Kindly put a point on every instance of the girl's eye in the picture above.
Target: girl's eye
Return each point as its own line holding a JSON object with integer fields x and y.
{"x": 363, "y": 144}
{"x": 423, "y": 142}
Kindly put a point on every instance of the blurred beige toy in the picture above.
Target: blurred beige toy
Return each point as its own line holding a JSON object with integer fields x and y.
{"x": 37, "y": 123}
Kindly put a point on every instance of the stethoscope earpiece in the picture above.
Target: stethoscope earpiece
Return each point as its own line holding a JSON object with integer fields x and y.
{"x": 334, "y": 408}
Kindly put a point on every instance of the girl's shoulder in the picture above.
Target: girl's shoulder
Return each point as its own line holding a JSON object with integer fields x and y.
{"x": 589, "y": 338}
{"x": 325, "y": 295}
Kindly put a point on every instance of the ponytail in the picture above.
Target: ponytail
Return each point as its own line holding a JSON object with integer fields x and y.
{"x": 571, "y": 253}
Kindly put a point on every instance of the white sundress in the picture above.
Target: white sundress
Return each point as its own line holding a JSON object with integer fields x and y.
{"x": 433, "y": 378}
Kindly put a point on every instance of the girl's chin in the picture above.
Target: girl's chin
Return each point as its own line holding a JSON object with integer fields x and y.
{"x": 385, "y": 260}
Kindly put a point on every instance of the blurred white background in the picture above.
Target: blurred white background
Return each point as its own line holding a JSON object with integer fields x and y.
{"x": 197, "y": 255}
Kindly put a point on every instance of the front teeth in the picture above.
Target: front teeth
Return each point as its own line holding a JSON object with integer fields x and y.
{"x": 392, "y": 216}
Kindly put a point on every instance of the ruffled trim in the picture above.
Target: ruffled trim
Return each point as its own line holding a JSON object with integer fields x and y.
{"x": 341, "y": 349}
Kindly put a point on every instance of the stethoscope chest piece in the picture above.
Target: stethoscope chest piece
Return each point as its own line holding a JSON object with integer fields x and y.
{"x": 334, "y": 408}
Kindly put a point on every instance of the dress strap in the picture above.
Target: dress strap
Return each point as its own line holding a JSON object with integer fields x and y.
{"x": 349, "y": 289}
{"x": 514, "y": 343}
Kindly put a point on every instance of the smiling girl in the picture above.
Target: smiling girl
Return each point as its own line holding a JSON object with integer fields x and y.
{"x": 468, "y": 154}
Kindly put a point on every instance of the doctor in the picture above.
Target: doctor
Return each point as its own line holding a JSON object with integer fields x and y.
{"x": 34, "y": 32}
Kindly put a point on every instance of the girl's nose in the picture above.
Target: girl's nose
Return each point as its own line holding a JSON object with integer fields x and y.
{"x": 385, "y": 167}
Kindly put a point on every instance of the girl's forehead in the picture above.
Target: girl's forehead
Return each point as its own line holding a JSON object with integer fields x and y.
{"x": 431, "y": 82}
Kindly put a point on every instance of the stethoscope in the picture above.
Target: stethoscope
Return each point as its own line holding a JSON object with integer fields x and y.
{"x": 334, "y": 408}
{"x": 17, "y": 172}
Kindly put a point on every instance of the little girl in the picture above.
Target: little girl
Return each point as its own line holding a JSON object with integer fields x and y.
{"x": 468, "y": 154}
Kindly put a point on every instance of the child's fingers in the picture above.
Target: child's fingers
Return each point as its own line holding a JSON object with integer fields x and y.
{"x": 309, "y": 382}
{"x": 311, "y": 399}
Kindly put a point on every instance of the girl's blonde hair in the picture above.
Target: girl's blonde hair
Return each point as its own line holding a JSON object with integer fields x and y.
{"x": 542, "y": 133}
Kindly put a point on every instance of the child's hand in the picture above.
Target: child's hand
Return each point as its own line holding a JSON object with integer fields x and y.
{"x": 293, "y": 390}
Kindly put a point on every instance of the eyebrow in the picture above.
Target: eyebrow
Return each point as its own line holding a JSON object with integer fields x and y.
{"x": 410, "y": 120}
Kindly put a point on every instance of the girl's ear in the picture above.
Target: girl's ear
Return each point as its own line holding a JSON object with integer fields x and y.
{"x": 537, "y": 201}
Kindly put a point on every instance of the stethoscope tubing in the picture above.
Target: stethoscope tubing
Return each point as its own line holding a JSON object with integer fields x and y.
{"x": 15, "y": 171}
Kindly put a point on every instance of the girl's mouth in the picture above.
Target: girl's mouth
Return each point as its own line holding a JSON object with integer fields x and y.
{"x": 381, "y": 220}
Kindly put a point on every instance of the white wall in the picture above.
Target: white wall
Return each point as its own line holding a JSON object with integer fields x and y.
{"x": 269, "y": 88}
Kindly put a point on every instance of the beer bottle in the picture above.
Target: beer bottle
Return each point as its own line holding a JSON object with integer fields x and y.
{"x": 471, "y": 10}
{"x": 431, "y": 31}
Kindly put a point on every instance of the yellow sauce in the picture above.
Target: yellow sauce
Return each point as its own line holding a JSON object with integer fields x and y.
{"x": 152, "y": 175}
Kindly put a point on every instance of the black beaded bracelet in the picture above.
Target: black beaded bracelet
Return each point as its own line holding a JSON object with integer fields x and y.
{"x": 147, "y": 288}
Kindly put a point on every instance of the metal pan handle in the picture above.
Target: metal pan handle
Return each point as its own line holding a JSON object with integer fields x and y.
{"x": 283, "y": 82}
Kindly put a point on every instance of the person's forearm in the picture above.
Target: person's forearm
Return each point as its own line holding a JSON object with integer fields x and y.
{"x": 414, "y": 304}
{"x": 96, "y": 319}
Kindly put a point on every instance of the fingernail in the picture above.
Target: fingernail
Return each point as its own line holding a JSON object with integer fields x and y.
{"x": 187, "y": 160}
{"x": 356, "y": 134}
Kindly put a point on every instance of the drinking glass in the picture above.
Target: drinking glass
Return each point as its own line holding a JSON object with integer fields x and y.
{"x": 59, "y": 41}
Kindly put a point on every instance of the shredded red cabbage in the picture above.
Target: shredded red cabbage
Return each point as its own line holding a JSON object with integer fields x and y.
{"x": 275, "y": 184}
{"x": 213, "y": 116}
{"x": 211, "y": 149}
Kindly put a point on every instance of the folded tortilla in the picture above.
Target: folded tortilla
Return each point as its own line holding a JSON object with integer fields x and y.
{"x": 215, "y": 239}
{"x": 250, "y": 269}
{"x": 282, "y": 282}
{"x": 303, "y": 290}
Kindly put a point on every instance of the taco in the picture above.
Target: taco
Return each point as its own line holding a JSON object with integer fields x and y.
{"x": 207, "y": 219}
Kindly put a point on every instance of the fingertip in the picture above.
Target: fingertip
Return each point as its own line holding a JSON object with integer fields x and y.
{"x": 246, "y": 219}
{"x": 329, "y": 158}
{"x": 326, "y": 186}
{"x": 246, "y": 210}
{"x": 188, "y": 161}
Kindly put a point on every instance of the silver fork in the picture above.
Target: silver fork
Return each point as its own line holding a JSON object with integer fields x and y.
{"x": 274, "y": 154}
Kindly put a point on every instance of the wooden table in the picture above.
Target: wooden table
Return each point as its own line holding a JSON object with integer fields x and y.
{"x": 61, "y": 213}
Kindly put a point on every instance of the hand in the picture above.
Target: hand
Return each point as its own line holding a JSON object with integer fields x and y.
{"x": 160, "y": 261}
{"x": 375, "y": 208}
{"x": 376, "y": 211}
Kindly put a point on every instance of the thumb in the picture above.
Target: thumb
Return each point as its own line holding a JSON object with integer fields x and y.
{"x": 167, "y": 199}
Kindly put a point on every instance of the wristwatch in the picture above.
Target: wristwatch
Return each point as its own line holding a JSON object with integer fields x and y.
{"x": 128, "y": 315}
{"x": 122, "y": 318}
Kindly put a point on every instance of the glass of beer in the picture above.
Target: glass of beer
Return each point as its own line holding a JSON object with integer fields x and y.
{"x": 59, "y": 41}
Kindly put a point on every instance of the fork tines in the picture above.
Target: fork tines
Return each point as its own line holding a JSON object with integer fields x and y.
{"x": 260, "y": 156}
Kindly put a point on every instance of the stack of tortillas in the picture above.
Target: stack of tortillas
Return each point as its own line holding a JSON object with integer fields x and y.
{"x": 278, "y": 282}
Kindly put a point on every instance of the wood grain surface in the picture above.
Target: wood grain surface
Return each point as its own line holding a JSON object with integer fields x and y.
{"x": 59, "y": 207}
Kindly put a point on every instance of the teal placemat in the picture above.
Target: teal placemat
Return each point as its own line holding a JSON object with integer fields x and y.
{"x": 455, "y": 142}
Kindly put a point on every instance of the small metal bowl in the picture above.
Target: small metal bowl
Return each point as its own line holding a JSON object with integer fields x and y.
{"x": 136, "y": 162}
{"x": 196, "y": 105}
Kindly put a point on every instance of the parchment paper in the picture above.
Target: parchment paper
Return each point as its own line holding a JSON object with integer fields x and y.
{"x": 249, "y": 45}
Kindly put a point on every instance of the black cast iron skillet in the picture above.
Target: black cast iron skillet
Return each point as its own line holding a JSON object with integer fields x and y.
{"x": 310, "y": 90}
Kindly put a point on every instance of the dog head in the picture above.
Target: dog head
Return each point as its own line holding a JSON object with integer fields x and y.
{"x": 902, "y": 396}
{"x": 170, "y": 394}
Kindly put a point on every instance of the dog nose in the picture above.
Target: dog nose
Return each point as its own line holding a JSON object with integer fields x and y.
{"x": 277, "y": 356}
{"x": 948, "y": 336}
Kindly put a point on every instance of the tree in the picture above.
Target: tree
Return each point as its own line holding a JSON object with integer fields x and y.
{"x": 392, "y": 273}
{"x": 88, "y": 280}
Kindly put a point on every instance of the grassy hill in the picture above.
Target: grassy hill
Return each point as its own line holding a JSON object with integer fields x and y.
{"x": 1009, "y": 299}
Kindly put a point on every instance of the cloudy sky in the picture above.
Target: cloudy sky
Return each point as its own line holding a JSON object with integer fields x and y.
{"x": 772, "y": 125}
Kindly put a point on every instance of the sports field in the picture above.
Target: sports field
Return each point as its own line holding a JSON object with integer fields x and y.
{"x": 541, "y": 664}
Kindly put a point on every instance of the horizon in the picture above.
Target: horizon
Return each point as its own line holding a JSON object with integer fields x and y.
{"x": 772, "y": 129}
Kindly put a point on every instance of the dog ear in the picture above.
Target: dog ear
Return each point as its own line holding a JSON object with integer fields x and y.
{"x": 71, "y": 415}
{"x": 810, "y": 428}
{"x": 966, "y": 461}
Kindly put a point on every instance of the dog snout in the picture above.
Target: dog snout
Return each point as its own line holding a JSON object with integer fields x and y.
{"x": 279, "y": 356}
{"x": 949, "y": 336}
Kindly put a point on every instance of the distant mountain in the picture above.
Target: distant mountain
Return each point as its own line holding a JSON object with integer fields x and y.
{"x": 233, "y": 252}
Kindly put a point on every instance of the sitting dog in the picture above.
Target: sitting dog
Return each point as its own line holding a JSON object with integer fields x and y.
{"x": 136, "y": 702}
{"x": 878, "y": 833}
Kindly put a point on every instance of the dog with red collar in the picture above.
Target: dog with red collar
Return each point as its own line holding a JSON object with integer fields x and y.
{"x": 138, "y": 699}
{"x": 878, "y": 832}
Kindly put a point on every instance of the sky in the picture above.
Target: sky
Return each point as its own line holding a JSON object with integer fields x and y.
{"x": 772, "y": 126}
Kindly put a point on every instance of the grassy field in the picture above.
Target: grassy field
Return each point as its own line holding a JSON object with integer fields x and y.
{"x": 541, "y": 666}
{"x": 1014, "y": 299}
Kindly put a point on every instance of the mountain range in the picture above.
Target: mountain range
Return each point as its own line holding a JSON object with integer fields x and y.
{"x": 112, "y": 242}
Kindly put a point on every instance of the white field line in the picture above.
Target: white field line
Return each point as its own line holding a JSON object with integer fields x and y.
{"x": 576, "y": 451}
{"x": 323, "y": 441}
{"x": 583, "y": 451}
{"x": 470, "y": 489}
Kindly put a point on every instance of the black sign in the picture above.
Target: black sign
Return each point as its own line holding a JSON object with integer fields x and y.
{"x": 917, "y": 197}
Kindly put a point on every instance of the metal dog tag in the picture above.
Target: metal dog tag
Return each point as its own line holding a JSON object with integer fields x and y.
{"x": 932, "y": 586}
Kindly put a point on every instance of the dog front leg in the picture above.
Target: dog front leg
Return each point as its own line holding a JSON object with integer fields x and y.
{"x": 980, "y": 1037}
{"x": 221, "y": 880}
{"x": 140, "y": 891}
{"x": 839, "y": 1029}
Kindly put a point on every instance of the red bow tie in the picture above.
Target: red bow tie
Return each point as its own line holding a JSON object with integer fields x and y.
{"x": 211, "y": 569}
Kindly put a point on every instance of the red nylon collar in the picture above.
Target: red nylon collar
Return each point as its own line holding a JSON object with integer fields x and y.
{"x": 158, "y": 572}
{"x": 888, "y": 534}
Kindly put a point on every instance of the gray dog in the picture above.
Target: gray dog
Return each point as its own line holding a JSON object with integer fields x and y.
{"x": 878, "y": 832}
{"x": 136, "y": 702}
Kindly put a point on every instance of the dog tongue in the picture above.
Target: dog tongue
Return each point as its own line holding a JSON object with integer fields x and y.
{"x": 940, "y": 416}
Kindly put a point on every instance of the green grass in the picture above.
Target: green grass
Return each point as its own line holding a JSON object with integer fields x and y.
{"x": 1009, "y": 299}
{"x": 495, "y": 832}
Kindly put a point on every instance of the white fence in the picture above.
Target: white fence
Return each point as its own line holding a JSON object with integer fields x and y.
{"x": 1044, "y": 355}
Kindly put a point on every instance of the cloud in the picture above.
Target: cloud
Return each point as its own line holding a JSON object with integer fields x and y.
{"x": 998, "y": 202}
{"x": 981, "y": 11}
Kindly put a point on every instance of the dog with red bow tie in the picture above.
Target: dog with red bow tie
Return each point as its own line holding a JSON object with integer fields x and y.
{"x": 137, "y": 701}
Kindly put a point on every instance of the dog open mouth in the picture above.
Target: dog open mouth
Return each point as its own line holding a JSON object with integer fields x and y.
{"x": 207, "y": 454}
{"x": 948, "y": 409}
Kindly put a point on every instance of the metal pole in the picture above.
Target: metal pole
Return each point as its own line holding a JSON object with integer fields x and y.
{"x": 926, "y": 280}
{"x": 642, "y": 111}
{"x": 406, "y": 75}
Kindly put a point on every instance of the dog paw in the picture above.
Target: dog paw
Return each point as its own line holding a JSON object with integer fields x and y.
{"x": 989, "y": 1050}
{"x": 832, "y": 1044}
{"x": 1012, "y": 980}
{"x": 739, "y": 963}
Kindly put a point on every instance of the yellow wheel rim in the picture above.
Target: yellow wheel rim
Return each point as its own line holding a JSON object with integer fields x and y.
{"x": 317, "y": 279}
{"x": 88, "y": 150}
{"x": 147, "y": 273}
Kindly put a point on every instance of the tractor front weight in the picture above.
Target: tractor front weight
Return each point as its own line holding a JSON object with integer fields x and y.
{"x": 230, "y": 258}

^^^^

Write out, exactly and with nothing else, the lines of the listing above from its first line through the line with "Kindly put a point on every instance of the girl's chin".

● Written response
Kindly put a point on every instance of the girl's eye in the picture above.
Target: girl's eye
Return each point as its own line holding a JSON object with integer fields x and y.
{"x": 363, "y": 144}
{"x": 423, "y": 142}
Kindly put a point on every instance of the blurred beige toy in the picture above.
Target: blurred beige toy
Return each point as its own line holding a JSON object with integer fields x and y.
{"x": 37, "y": 123}
Kindly put a point on every instance of the stethoscope earpiece in the picture above.
Target: stethoscope earpiece
Return each point as its own line holding a JSON object with integer fields x and y.
{"x": 334, "y": 408}
Kindly put a point on every instance of the girl's shoulder in the picture above.
Target: girl's shoulder
Return each point as its own line holding a JSON object with integer fields x and y.
{"x": 589, "y": 338}
{"x": 325, "y": 295}
Kindly put a point on every instance of the ponytail in the picture above.
Target: ponytail
Return each point as its own line holding a JSON object with integer fields x and y.
{"x": 571, "y": 253}
Kindly put a point on every instance of the white sundress in the picture above.
Target: white sundress
Return each point as its own line holding a JSON object with integer fields x and y.
{"x": 433, "y": 378}
Kindly put a point on every instance of the girl's chin in the picture above.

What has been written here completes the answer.